##### RECORDS FOR THIS TASK #####
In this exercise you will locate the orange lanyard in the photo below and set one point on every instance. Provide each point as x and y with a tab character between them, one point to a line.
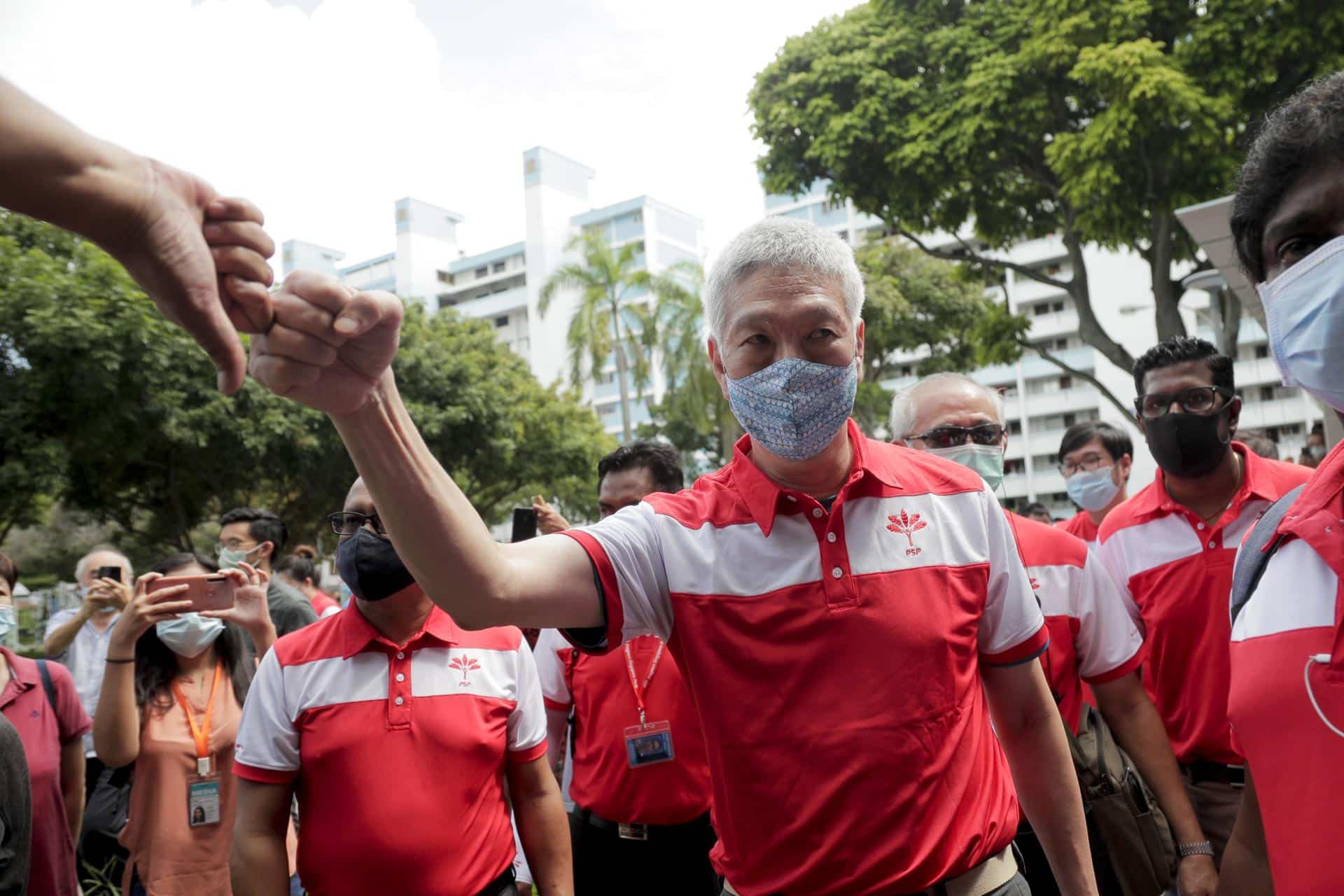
635	680
201	734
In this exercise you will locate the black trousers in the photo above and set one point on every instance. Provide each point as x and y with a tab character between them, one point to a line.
673	860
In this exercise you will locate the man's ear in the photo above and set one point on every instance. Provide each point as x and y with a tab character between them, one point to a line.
717	365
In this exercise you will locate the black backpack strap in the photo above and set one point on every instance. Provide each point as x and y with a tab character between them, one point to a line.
1257	550
48	685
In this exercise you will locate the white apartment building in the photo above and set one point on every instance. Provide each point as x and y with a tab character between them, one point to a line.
1041	399
503	285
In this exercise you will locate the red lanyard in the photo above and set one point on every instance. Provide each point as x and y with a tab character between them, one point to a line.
635	680
201	734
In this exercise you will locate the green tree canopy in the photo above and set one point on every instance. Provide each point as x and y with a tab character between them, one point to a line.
1025	118
112	410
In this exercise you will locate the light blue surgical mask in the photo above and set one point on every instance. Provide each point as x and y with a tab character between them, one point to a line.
188	634
1093	489
986	460
794	407
1304	308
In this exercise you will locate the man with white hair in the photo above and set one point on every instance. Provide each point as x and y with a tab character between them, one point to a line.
1093	640
847	613
78	637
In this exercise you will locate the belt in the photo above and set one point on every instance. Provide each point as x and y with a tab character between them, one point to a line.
635	830
983	879
1203	770
500	886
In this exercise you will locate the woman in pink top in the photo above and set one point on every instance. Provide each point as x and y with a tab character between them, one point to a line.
171	701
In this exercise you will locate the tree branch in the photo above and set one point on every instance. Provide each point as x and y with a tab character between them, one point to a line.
968	255
1084	375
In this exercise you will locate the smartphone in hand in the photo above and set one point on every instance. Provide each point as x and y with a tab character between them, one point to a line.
524	524
204	592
#####
_WHAT TO DO_. Every line above should be reproduced exactly, please, with no pictures included.

_OUTPUT FOR THIS TASK_.
In this exercise you will locate the orange lanyard in the photo below and set one point on every instance. Provide each point as x and y with a tab character between them, one point to a line.
635	680
201	734
In this exercise you will locate the black trousers in the photo above and set one point on every instance. Provide each point as x and y with a tab character between them, one point to a line.
673	860
In this exercise you will locate the man's ear in the photo above and set one point on every instance. Provide each point as x and y with a tab character between them, one point to a line.
717	365
In this exercise you will locate the black backpack strap in the photo above and set one point on every instance. Provide each point as x and y with a tab character between them, one point to a line.
1257	550
48	685
In this exercise you will locate the white apartment building in the photo above and set one point on every instance. Provide each point as x and y with a tab character between them, one point to a line.
1041	399
503	285
In this exercise you will locate the red lanyard in the photo above and set one point on every instance. Provide each point as x and y with a tab character between them, one point to a line.
635	680
201	734
In this exercise you will locate the green tree canopy in the photo above and set one point on every instance. Provide each point as x and y with a tab character between them, one point to a line.
1025	118
112	410
In this exercise you will locate the light blue surgical mask in the photo above and set one point on every instance. Provide each point as x and y with a tab character between them, one point to a line.
188	634
1093	489
986	460
794	407
1304	308
In this exercise you will locate the man with white hair in the photo above and set one point on every instance. Provide each point as x and y with a tab character between them, one point to a line.
1093	640
847	613
78	637
In this exercise you will locate the belt in the photo above and set one point on every instance. Provide each point as x and y with a tab character between them, one point to a line.
635	830
983	879
1203	770
500	886
In this exercise you will locate the woman in pink top in the photo above and set one point on every instance. Provide each point as x and y with a tab character between them, one point to a line.
171	701
In this exercise you will locate the tree branch in the photo above and set one point on every instance. Provide each point as x and y with a tab character between them, one point to a line.
968	255
1084	375
In this exercise you will locate the smartphone in hand in the photo above and set one point on every instance. Provide each point as x and y with a tab character between them, one point to a line.
524	524
204	592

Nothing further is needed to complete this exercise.